■ Exercise: From the data below, pick out and copy every line that contains the word "striped".

## BEGIN Dataset records

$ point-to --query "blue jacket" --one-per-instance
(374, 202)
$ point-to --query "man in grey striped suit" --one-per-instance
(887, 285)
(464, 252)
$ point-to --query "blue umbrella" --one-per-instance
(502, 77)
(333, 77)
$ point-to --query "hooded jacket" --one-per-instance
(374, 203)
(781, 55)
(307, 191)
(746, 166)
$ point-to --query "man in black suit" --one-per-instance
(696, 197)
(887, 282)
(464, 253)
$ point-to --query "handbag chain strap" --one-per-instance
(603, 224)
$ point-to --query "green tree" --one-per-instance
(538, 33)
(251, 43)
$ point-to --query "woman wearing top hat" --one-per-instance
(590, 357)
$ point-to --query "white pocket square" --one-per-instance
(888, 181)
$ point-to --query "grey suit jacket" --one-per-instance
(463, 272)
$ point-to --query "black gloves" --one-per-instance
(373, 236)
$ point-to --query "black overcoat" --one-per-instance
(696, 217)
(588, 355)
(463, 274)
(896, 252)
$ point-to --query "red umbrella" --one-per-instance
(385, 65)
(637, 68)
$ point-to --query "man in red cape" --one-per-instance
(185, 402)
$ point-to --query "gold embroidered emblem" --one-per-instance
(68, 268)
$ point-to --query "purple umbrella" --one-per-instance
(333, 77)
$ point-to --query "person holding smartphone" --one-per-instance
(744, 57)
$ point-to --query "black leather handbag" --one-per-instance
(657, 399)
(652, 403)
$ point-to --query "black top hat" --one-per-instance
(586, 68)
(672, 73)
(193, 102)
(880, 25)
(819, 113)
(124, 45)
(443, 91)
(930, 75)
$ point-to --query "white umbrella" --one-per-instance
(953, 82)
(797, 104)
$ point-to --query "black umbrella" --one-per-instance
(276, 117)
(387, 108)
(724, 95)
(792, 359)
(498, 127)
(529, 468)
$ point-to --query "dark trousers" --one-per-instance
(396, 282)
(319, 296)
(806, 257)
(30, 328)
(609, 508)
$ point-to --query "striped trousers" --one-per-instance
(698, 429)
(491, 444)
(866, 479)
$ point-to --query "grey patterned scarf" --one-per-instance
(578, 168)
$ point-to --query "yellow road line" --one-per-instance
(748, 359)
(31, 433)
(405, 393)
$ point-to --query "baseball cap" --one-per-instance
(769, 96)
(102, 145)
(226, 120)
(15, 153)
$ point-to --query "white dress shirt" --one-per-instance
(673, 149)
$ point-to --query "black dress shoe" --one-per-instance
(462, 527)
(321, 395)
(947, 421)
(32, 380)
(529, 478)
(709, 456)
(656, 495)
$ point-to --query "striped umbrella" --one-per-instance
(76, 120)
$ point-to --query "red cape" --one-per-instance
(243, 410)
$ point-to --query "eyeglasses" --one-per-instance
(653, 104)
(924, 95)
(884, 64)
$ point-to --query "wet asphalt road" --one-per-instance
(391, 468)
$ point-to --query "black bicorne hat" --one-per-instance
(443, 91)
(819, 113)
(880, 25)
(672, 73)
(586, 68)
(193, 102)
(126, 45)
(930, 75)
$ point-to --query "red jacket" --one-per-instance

## END Dataset records
## BEGIN Dataset records

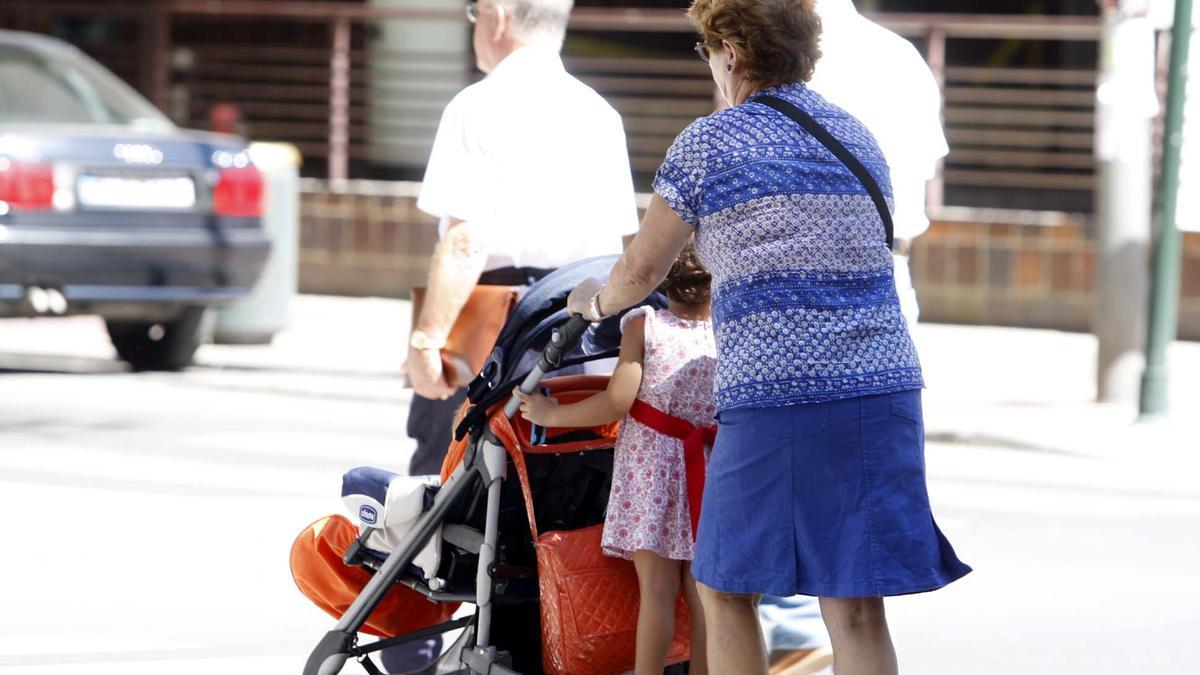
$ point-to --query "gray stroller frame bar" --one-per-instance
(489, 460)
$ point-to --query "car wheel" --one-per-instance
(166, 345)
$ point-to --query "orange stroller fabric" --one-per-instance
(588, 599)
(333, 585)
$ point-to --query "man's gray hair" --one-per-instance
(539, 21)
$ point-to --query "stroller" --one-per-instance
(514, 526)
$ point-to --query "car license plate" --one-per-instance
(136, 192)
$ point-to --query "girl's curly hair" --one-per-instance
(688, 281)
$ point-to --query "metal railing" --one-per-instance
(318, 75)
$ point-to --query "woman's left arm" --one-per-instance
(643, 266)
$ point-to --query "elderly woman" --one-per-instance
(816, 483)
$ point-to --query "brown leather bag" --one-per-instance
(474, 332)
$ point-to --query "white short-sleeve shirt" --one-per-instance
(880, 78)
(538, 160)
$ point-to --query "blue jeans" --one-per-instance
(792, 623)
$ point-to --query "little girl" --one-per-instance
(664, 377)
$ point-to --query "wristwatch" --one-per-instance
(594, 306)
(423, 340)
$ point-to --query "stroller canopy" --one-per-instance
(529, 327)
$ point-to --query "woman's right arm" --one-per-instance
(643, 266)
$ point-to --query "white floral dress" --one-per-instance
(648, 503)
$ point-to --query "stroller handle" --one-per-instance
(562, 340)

## END Dataset records

■ Complete output:
$ point-to --query "man in grey striped suit" --one-per-instance
$ point-to --query "striped trousers" --one-per-instance
$ point-to --query "striped umbrella" --one-per-instance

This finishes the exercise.